Which lines in the rows below contain the string "light", with case counting? Copy every one of them.

◆ ◆ ◆

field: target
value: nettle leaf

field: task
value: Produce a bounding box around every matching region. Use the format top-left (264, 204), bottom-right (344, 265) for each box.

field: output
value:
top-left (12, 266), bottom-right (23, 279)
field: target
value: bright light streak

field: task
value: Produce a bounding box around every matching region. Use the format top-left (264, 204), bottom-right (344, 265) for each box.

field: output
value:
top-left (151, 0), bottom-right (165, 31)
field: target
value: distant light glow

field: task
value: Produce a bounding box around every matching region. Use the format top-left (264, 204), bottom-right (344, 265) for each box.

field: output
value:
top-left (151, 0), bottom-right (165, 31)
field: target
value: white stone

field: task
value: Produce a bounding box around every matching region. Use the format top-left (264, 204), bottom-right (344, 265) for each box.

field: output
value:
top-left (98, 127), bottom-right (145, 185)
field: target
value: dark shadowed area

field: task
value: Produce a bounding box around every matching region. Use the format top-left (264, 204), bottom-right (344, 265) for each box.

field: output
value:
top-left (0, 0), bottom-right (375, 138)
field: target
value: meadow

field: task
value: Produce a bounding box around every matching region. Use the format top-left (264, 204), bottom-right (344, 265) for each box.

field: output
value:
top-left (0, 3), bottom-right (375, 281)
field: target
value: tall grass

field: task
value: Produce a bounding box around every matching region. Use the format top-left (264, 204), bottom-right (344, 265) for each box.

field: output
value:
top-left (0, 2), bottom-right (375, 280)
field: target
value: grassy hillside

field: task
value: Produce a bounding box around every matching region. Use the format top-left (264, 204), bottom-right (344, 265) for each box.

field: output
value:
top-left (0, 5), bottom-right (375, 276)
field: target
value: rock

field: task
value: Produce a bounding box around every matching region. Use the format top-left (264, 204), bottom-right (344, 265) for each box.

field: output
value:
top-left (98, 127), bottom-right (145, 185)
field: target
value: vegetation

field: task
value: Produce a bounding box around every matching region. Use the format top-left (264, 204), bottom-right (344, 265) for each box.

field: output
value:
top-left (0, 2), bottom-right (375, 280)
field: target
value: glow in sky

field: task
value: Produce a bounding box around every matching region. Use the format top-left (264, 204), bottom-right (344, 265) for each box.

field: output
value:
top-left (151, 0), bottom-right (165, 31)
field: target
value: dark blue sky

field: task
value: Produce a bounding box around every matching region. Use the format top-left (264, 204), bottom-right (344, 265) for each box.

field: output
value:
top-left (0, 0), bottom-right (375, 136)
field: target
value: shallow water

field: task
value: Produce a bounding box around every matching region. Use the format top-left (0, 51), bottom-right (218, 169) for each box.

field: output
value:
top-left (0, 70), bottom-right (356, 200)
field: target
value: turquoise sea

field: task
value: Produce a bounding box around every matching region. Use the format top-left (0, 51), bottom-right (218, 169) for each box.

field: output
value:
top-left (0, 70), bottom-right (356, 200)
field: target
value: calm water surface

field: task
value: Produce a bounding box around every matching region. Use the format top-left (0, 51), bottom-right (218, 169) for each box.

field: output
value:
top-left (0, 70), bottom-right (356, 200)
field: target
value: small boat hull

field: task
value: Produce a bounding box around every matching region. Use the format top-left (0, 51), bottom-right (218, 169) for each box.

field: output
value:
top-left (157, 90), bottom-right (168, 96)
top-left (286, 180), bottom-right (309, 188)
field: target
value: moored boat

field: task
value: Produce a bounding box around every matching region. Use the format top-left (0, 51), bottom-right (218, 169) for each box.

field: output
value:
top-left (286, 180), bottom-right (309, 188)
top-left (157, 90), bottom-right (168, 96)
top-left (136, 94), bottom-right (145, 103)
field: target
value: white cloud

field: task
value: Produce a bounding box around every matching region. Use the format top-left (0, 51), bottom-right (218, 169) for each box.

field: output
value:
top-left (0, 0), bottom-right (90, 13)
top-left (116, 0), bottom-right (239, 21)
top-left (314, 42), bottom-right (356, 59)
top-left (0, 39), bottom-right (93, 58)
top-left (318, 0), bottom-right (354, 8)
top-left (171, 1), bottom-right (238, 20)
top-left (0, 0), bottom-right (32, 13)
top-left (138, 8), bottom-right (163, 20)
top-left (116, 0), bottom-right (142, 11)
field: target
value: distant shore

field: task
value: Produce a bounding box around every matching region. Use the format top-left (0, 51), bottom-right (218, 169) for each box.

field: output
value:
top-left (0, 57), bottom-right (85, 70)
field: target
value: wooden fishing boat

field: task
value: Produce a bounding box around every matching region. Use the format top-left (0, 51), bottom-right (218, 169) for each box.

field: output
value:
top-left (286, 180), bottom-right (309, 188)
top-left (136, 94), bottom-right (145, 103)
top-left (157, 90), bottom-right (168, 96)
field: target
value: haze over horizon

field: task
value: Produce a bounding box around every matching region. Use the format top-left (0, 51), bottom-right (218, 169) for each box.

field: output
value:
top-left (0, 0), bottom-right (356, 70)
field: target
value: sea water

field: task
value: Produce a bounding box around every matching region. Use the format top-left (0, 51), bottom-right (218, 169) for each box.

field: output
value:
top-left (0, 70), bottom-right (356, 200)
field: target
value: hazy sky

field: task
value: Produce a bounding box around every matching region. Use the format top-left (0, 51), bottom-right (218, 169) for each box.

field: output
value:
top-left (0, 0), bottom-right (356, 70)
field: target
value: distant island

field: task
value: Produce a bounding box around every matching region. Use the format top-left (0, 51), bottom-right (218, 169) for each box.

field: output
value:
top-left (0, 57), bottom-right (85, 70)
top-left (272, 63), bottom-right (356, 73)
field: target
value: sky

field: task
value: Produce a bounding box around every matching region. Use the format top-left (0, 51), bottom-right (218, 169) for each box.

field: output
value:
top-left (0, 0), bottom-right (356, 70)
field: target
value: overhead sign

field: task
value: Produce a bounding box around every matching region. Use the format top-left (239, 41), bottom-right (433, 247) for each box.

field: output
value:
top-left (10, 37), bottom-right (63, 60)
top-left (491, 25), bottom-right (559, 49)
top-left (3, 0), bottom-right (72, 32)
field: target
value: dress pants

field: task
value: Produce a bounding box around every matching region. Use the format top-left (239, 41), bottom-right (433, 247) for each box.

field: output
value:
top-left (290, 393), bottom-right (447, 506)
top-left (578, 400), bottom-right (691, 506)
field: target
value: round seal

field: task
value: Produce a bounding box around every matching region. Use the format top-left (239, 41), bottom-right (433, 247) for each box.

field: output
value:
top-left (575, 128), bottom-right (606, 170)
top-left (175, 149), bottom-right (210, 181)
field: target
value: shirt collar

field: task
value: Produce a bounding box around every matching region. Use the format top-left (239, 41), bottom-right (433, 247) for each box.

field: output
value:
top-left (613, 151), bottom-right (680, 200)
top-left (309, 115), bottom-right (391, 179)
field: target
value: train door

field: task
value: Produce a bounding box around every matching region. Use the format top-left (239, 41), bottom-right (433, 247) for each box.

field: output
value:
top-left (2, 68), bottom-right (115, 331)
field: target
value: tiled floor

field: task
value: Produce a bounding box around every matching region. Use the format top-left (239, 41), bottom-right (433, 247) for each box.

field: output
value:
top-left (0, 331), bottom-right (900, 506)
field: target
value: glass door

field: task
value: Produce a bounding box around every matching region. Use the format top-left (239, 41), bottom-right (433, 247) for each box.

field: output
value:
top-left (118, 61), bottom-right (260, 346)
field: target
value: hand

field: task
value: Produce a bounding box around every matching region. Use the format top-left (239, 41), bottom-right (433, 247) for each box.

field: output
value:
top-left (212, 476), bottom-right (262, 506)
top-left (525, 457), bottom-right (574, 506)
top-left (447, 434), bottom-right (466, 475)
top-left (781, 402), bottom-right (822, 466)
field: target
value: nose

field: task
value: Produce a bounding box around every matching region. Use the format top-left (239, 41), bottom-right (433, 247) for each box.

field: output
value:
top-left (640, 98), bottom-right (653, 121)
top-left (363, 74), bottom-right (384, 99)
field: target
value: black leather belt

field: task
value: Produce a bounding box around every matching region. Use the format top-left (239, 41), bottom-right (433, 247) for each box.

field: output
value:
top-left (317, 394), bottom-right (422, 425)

◆ ◆ ◆

#### Task response
value: bright light streak
value: distant light glow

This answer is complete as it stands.